EXERCISE PROMPT:
Write out the full set of records exactly. Any pictures in them do not belong in the copy.

[Data records]

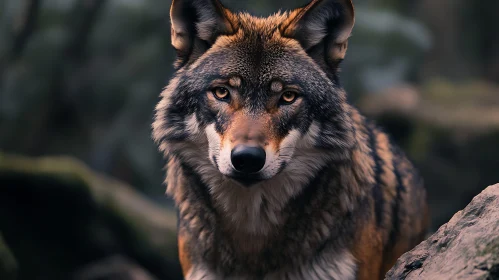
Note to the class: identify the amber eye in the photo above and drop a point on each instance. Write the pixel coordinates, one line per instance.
(288, 97)
(221, 93)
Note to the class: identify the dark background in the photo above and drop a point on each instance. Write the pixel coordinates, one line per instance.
(80, 78)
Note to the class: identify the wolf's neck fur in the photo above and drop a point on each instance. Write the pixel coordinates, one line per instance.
(296, 212)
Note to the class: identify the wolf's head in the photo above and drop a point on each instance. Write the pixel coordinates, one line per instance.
(255, 98)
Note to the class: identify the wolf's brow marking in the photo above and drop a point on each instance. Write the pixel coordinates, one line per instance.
(276, 86)
(235, 81)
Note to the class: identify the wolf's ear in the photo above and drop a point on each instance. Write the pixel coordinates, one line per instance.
(196, 24)
(322, 27)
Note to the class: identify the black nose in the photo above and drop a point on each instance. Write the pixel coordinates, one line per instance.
(247, 159)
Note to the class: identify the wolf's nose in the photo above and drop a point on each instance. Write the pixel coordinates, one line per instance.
(247, 159)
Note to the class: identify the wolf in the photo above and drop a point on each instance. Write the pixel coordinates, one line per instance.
(274, 174)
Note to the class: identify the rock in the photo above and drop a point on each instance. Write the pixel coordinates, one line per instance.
(57, 216)
(113, 268)
(467, 247)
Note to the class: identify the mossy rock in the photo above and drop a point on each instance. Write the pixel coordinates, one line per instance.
(57, 216)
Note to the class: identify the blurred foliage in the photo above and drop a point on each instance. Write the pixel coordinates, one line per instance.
(8, 264)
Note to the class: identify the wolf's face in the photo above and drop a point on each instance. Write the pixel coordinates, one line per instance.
(256, 97)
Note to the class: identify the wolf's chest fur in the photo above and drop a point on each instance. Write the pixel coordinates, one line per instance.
(341, 265)
(274, 174)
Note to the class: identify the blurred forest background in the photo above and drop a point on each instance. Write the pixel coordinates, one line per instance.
(80, 79)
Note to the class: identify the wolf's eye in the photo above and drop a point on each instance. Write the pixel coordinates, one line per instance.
(221, 93)
(288, 97)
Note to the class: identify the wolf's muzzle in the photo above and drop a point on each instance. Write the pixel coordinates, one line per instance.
(247, 159)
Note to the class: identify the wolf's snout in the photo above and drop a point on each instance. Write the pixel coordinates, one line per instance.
(247, 159)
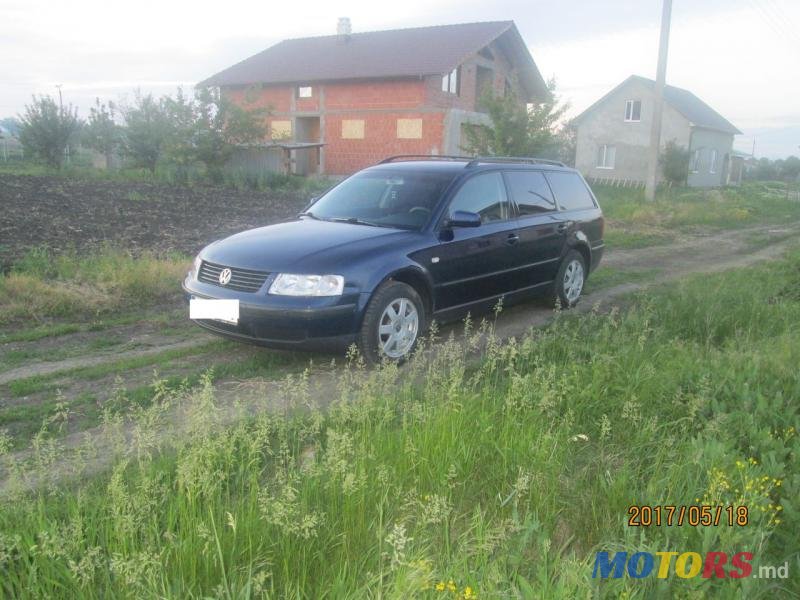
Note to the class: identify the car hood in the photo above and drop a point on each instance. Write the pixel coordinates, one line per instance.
(304, 246)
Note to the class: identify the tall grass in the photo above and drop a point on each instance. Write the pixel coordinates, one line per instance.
(449, 478)
(44, 285)
(179, 175)
(681, 209)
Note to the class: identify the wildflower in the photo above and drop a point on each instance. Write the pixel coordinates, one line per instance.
(398, 540)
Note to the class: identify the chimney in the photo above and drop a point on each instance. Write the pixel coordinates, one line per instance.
(343, 27)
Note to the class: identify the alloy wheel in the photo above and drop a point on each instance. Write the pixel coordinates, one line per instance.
(573, 281)
(398, 328)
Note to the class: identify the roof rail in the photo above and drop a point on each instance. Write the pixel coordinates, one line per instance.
(512, 159)
(400, 157)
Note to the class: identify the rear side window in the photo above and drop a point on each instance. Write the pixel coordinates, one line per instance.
(530, 191)
(570, 191)
(483, 194)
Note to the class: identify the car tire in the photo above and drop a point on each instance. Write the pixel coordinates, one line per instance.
(386, 334)
(570, 279)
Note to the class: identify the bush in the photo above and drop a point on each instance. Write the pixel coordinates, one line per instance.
(47, 129)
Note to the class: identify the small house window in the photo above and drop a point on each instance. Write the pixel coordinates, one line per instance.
(633, 111)
(712, 167)
(451, 82)
(606, 156)
(694, 162)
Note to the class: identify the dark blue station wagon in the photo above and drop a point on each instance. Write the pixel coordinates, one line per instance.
(379, 256)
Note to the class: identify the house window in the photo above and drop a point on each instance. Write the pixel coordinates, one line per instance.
(694, 162)
(409, 129)
(451, 83)
(633, 111)
(606, 156)
(280, 130)
(353, 129)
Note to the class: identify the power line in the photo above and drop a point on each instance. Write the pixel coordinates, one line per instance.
(775, 24)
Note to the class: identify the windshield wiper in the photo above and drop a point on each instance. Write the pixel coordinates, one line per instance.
(357, 221)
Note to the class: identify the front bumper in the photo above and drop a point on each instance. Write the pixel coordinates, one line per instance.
(284, 322)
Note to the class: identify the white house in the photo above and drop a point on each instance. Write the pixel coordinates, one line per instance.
(613, 134)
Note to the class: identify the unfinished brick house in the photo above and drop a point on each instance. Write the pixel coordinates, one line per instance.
(365, 96)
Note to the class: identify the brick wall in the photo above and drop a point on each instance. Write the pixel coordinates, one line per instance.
(376, 107)
(344, 156)
(392, 94)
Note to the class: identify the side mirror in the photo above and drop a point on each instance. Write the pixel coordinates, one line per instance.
(464, 218)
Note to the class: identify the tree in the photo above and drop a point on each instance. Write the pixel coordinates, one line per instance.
(11, 124)
(101, 132)
(567, 138)
(148, 129)
(674, 161)
(790, 169)
(517, 129)
(221, 126)
(47, 128)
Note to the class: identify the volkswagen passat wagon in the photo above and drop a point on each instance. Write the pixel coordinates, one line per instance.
(379, 256)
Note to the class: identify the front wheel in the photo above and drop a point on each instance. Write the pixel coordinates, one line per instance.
(570, 279)
(392, 323)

FINISHED EXERCISE:
Note to the class: identify the amber eye in the photo above and drop a point on each instance. Write the pixel coordinates, one line per instance.
(288, 97)
(221, 93)
Note to the class: identify the dark background in the photo above and drop a point on each instance. Write the pixel coordinates, one line per instance.
(80, 78)
Note to the class: identify the wolf's neck fur in the photo above and drop a point on each instance. Write the pixel coordinates, one line per instance.
(296, 212)
Note to the class: identify the wolf's head in the photo above and drop a point on each instance. Write the pixel coordinates, one line per instance.
(255, 98)
Note to the class: identify the wolf's brow marking in the photo above and drop a point on each instance. Write the pixel coordinates, one line per instance.
(276, 86)
(235, 81)
Note to the class: identify the wolf's ear in the photo above and drop a point on each instance. Write the pixel coordinates, one line per instance.
(196, 24)
(322, 27)
Note to the class: identify the black nose in the photo above and drop a point on each instance. Write the pixel coordinates, one line per instance.
(247, 159)
Note to the class: identify the wolf's nose in the photo above and drop a point on each instance. Write the pixel coordinates, one line per instance.
(247, 159)
Note to the class: identify the wolf in the photo above and drop a point on each instance. Write the pixel coordinates, one line per instance.
(274, 174)
Note to the class: identify the rock in the photo above and drop a point on each instance. Write the pixel coordinates, one line per instance.
(57, 216)
(113, 268)
(467, 247)
Note to the class: identify the mossy rock in the photo above and drop a point on each instance. Write the pixel coordinates, one line per instance.
(57, 216)
Note to the class: identify the blurred foliage in the photo above and drop a point on each instance. Write the pixel coordinates, one line per instance.
(8, 264)
Note to the class: identify the wolf's face in the photo above and drop a point on each instance. Write the pixel coordinates, one line per instance.
(256, 97)
Note to the class: identify the wolf's chest fur in the photo above and drop a point on each instance. Write the pixel coordinates, one line per instance.
(341, 265)
(274, 174)
Note to the class: identify the blurred forest background in the photo above and drop a point on each instance. Write the pixel coordinates, one line per instance.
(80, 79)
Note to the class: identify the wolf's eye in the photo above and drop a point on each instance. Write the pixel coordinates, one line per instance.
(221, 93)
(288, 97)
Note to the class: identify the wolf's muzzle in the photo above and drop a point on each instance. Write the pixel coordinates, one line per instance.
(247, 159)
Note to the class: identify the wolf's snout in the photo above and drop a point on each instance. Write the pixel coordinates, one line per instance.
(247, 159)
Note to the class: identify the car hood in the photo above and drop a point on each instance. Write the pixel coordinates, one line per instance.
(304, 246)
Note to the class: identify the tall grass in the photo above and drop a point on each instance. Write the pixel coordinates, one line per instance.
(449, 478)
(44, 285)
(179, 175)
(681, 209)
Note to the class: identify the wildflower in the photo above and drop a point on each instance. Write the pixel coordinates, one line per instance.
(398, 540)
Note to the class: identify the chimney in the photo above and drop a point on each instance. Write the pixel coordinates, one line per instance.
(343, 27)
Note to the class: identify the alloy wheel in the photo above and drop a point on each instance. Write the pixel coordinates, one line per instance.
(573, 281)
(398, 328)
Note to the class: identify the roof rail in the photo above and drop a point on each instance. Write the pixel coordinates, one line per instance.
(512, 159)
(400, 157)
Note to the class: identify the rear side window in the photo above and drop a point on each instance. Write the pixel coordinates, one line per instance.
(530, 191)
(570, 191)
(483, 194)
Note to the class: identify the car tire in the photo above and drop a point on each instance. Write the pixel coordinates, one line per instance.
(386, 334)
(570, 279)
Note to the class: identify the bush in the photo above and drop a point on each instance. Write the pixel coordinates, one line per instance.
(47, 129)
Note to the class: identify the small house window in the photo above and drop a point on each instance. Write the pixel coordinates, one line per instance.
(633, 111)
(712, 167)
(451, 82)
(606, 156)
(694, 162)
Note to the class: identify the dark blue station wagon in the photo above and drop a point on each instance. Write the pixel coordinates, one line per instance.
(379, 256)
Note to the class: identify the house window in the photo above and drop a point on each instance. Write the pixel coordinates, one line per instance.
(694, 162)
(409, 129)
(451, 83)
(633, 111)
(606, 156)
(280, 130)
(353, 129)
Note to the class: identify the power line in the photo above and drop a point on each instance. Write the pixel coordinates, one line per instance.
(775, 24)
Note to the class: identify the windshield wiper in the photo above and drop a point on each instance. Write the pixel coordinates, one line per instance.
(357, 221)
Note to the class: identify the front bumper in the photo above and drop a point on each instance. Write the pixel coordinates, one line per instance.
(284, 322)
Note to the class: identify the white house in the photo above and drop a point on each instance. Write the pixel coordinates, one line per instance.
(613, 134)
Note to the class: identify the unfinished brick house in the photo above and drop a point on each instance. Write the pixel coordinates, one line per instance.
(365, 96)
Note to the class: identify the brick wall in the photo above and drop a point on each instance. Write the pixel coordinates, one line per instance.
(376, 107)
(344, 156)
(392, 94)
Note to the class: identify the side mirror in the photo above and drop a point on each instance. Write the pixel coordinates, one line per instance.
(464, 218)
Note to the class: identify the tree in the photo above and drop a point on each instance. Write the pixel coordinates, one line per instance.
(11, 124)
(101, 132)
(567, 138)
(148, 129)
(674, 161)
(790, 169)
(517, 129)
(221, 126)
(47, 128)
Note to the class: identify the volkswagen passat wagon in the photo above and drop a point on each instance. Write the pixel coordinates, one line per instance.
(379, 256)
Note to the class: identify the front wheel in the photo above and drop a point on each instance. Write the pixel coordinates, one line per instance.
(570, 279)
(392, 323)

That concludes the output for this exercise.